Work to be completed
Can you collect every line in the rows below that contains the word "young" and copy each one?

Data entries
-- begin --

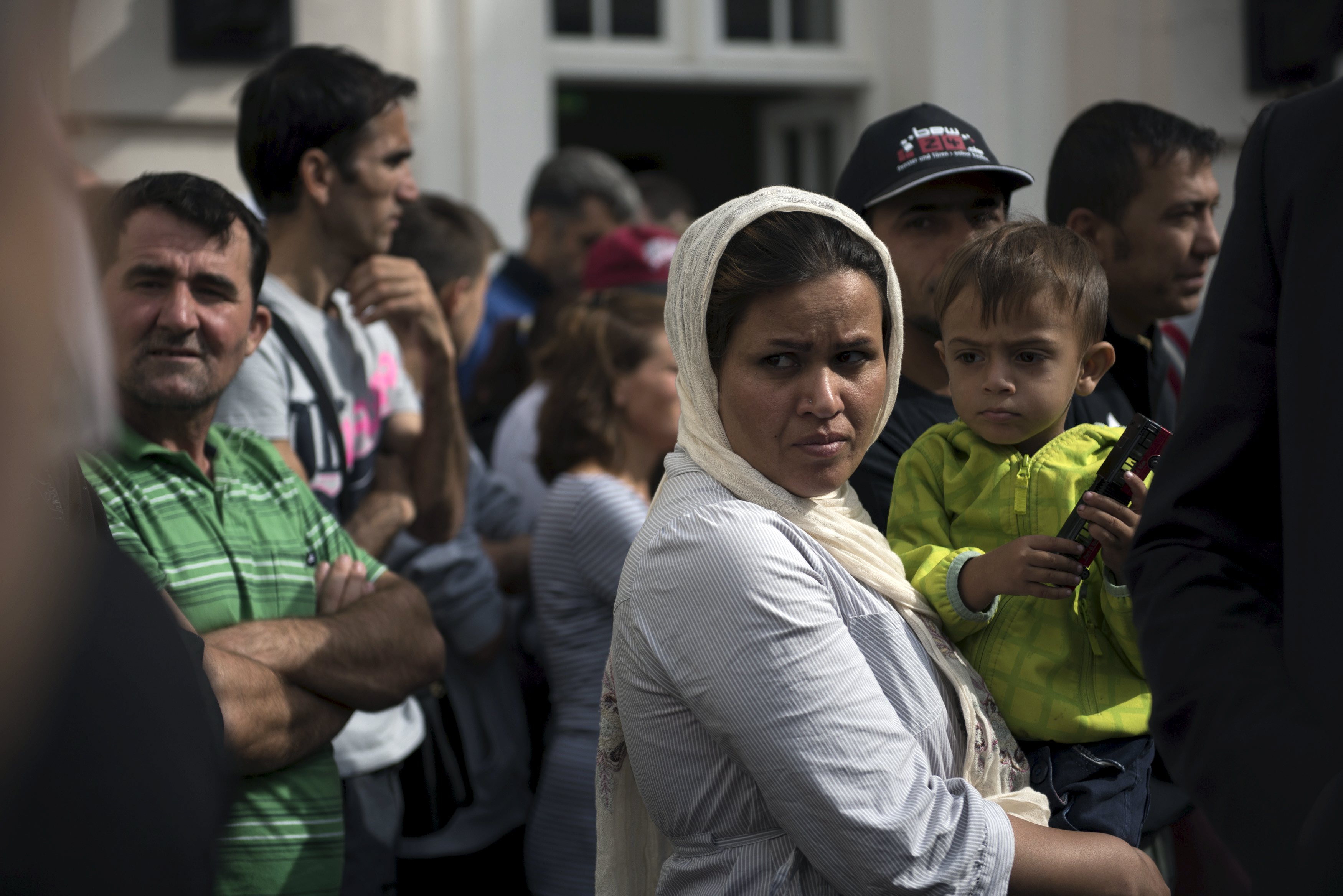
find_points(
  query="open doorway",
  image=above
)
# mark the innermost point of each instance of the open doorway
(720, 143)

-- end --
-- begin --

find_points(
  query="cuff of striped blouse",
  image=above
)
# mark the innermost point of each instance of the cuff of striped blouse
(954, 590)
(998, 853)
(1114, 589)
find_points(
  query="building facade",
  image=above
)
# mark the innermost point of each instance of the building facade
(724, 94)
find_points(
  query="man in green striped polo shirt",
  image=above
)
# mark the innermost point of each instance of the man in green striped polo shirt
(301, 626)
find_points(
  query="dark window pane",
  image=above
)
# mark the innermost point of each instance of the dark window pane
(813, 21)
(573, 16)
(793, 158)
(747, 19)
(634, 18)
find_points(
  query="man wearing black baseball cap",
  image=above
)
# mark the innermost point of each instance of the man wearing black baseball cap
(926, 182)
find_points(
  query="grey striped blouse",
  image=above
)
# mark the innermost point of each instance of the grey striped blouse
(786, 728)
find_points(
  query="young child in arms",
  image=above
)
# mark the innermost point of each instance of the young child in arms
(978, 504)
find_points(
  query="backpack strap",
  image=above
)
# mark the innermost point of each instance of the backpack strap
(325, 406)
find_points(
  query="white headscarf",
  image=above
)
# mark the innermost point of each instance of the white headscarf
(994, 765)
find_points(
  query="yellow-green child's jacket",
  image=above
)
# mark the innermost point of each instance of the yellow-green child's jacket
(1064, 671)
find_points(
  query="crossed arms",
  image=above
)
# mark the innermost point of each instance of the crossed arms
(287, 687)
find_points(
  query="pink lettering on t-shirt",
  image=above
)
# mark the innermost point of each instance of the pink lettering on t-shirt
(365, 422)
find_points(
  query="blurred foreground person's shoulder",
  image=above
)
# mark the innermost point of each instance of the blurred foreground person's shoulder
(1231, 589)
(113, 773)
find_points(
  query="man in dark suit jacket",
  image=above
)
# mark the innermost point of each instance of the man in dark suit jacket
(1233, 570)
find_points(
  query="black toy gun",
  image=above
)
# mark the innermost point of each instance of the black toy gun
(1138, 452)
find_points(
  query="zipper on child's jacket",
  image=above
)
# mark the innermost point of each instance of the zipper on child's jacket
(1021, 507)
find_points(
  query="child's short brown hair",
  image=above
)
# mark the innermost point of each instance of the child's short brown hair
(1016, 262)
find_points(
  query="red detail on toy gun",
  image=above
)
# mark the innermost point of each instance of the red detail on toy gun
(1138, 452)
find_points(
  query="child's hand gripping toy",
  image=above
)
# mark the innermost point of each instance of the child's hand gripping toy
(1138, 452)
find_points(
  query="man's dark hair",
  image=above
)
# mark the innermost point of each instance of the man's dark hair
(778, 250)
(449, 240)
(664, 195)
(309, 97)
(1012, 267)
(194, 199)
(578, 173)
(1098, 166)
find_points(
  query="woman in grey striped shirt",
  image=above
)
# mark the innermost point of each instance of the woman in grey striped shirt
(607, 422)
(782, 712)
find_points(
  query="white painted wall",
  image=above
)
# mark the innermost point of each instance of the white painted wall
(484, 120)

-- end --

Written response
  query="young child in arms",
# mark the innermost point of each instance of the young child in arms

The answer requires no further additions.